— Start of Text to read —

I’ve had a few beta testers starting to use it, but it’s so invigorating to try something new and to realize how many threads I can pull. I was working on one where there’s a facilitated session where we’re talking about, “Now that you understand your unique value as a team, if you look at how you’re spending your meeting time, how well do those two things match up?” The answers are almost always, badly. That immediately got me on, “I have a whole bunch of materials on building more effective meetings. I can pull that in.” It’s been great fun to have the dedicated time to codify what’s been twenty years of doing this work into something that can then live on in a format that leaders can share with their teams. It’s such fun experimentation and I’m loving it.

As you’re experimenting, these are uncertain times, what are some of the things you worry about as you put this together? You’re in a new space, you’re trying something that you never had time for. It’s invigorating. What’s scary about it?

The scariest thing is that, on the one hand, people are going to try it and it’s not going to replace having me there in person. The people who’ve had me there in person, they’re going to say, “This isn’t as good. It’s not right.” If we’re honest, the other side is just as true. What if it does replace me? What if I am superfluous? It’s as with most fascinating challenges in life both things could be viewed as an issue, but in some ways, I’m trying to view both as an opportunity. It’s not going to be as good as having me there in person. This is for situations where they can’t have me there in person. I’m only one of me. The global companies I work with, if I work with 100 leaders and they each have teams of ten, I cannot be with 1,000 leaders and 100 teams. It’s not going to be the same. That’s okay that it’s not the same. If it replaces more of my sessions than I originally thought, great because that’s more time I can spend at home and inventing the next thing and figuring out what’s the next problem that people need my help to solve. I’m trying to see it as an opportunity, but if one were looking through a negative lens, it’s easy to see peril on either side.

— End of Text to read —

- _Exercise set_:
a) Restate the interview text starting with "As you’re experimenting, these" and going on through "scary about it?", swapping "scary" for "daunting".
b) Extend the interview text past its final sentence.

— Start of Data excerpts —

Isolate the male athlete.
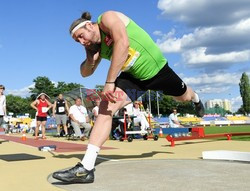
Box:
[53,11,204,183]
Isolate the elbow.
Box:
[81,71,93,78]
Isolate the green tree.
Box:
[6,94,35,116]
[53,82,84,97]
[239,72,250,114]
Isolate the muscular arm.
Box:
[100,11,129,82]
[30,100,39,111]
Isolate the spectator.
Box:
[133,101,149,131]
[0,85,7,127]
[30,93,53,140]
[69,98,91,141]
[168,108,184,137]
[53,94,69,137]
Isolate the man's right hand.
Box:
[102,83,117,103]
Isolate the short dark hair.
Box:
[69,12,91,34]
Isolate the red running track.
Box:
[0,135,116,152]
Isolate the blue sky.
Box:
[0,0,250,109]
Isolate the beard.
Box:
[86,43,101,52]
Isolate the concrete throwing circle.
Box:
[48,160,250,191]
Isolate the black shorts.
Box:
[115,64,187,101]
[36,116,47,121]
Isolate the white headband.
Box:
[71,20,91,36]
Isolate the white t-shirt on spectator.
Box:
[69,105,88,123]
[168,113,179,127]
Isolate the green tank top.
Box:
[98,15,167,80]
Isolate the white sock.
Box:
[81,144,100,170]
[192,92,200,103]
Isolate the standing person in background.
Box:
[53,94,69,137]
[0,85,7,127]
[168,108,186,137]
[30,93,53,140]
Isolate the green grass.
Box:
[204,125,250,141]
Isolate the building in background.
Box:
[205,99,232,112]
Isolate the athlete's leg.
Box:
[53,87,130,183]
[35,121,42,138]
[42,121,46,138]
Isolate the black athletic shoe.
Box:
[194,100,205,117]
[52,163,95,183]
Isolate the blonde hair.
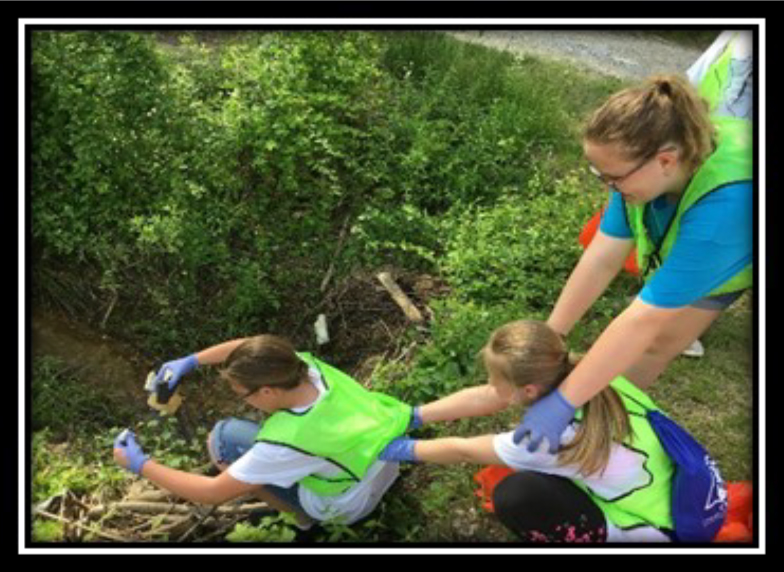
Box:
[583,75,714,175]
[481,320,632,475]
[219,334,308,390]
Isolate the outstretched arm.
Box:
[414,435,503,465]
[379,435,504,465]
[419,384,509,423]
[196,338,248,365]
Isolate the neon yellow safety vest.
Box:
[697,33,735,114]
[573,376,675,533]
[625,117,753,296]
[256,352,411,496]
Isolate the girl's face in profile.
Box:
[583,140,682,205]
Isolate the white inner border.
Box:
[17,18,767,554]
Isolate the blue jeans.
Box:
[207,417,304,512]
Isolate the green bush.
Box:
[441,168,596,315]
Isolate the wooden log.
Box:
[87,501,268,519]
[376,272,425,324]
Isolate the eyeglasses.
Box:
[588,147,675,192]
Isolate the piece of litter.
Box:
[681,340,705,357]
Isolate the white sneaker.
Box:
[681,340,705,357]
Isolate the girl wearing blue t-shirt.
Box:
[515,72,753,456]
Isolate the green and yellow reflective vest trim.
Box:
[625,117,753,296]
[574,376,674,532]
[256,352,411,496]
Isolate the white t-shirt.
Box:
[493,422,670,542]
[228,368,400,524]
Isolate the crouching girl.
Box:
[114,335,411,528]
[381,321,674,543]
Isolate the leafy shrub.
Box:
[441,168,596,314]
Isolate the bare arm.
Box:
[547,230,634,336]
[419,385,508,423]
[196,338,248,365]
[559,298,683,407]
[135,460,260,504]
[414,435,503,465]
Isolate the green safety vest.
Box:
[256,353,411,496]
[697,33,735,113]
[573,376,675,532]
[625,117,753,296]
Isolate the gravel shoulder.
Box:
[451,30,702,81]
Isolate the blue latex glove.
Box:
[114,429,150,475]
[512,389,575,453]
[155,354,199,391]
[408,407,424,431]
[378,437,419,463]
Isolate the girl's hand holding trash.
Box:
[114,429,150,475]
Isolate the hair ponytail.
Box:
[558,350,632,475]
[583,75,714,175]
[481,320,632,475]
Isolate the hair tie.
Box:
[656,79,672,98]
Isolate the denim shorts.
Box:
[209,417,304,512]
[691,290,746,310]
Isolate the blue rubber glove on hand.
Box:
[378,437,419,463]
[155,354,199,391]
[408,406,424,431]
[114,429,150,475]
[512,389,575,453]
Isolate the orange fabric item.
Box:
[474,465,514,512]
[578,209,640,276]
[713,481,754,542]
[474,465,754,543]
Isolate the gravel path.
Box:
[452,30,702,80]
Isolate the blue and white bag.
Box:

— End of Data excerpts —

- _Final results_:
a)
As you’re experimenting, these are uncertain times, what are some of the things you worry about as you put this together? You’re in a new space, you’re trying something that you never had time for. It’s invigorating. What’s daunting about it?

b)
I love what you’re saying because so often when we step into the unknown, we have this feeling that maybe we should be a little bit scared. I love that in this case, it’s like, “What if it’s good? What if it’s not good?” It’s all things. We’re doing that in real-time all the time. How will you collect data on whether or not your experiments are working?

The good thing is with this particular eFacilitation, it’s all in an online platform that has this amazing analytics. I’m going to know how many people come out of the gates hard and do the first three modules and modules 5 and 6 never get touched. I’ll know how long did they spend on each of them. I’m building it so that after each of these virtual sessions, there’s a reflection worksheet. I’ll know how many people send it in, how many people submit the assignment. It’s great to have these modern tools and platforms that give you real-time data and analytics about how it’s working. What I want is to know that those hundred leaders that I have met and worked with face-to-face, I want the emails from them to say, “My team loved it or the material was so good that I felt confident facilitating this with my team.” Some of those qualitative things that are going to mean the difference for me. I’m going to have both of those ways of understanding, “Is this hitting the mark? If not, how do I need to adopt it?”

Conflict is something that can make us more productive and improve trust in our teams. Click To Tweet

If you were to talk about the leaders that you work with, what should they be doing right now in this crazy time?

The best they can. If I were to pick one thing that I feel like leaders are terrible at in good times and that’s going to bite them in the butt even more so now is prioritizing. Leaders suck at prioritizing, primarily because it tends to require a conflict that tends to get avoided. They have seventeen strategic priorities because they couldn’t have the fight about which ones were actually priorities. That’s a big issue anytime. It dilutes resources and creates burnout. It tends to reduce the return on investment of any single thing because you’re trying to do so many things. Now, take that in a time when many people are working from home. They are trying to go about their day, maybe having to share a computer or to share bandwidth.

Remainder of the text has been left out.